▼
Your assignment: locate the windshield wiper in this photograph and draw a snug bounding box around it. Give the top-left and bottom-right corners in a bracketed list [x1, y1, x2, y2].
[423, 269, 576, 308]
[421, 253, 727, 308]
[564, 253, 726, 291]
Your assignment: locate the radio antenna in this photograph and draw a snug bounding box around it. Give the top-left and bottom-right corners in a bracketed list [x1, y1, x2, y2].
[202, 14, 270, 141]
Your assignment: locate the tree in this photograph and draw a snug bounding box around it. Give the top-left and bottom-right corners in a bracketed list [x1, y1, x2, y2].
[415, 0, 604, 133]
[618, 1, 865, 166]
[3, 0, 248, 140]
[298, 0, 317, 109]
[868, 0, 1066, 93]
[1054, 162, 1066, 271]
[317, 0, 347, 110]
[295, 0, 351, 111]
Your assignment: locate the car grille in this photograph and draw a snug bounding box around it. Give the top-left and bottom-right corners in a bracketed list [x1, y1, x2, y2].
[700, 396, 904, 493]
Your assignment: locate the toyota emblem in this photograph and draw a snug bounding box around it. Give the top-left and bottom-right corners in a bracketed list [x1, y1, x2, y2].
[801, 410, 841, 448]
▲
EXERCISE DETAILS: Repeat exactly, and only, the lines from the line with "Your assignment: locate the radio" through the end of the listing above, both ends included.

ANSWER TO THIS EXERCISE:
Your assignment: locate the radio antenna in this photograph and draw a snug bounding box around it. Give the top-left and bottom-right corners in a bracketed list [x1, y1, x2, y2].
[202, 14, 270, 141]
Your assignment: locate the tree in this photograph and draw a snug bounding box around it. Give the top-left and bottom-right corners in a bracketed list [x1, y1, x2, y2].
[415, 0, 604, 133]
[618, 1, 865, 166]
[3, 0, 248, 140]
[298, 0, 317, 109]
[868, 0, 1066, 93]
[1054, 162, 1066, 271]
[317, 0, 347, 110]
[295, 0, 351, 111]
Your assignment: locate the car grille in this photograph and draw a snug bounding box around it. Give the top-left and bottom-right corners in a bracketed list [x1, y1, x2, y2].
[700, 396, 904, 493]
Your assignment: locate the toyota emblem in this photograph and draw a snug bounding box around it. Give the top-left and bottom-right corners in a bracketed list [x1, y1, x2, y2].
[801, 410, 841, 448]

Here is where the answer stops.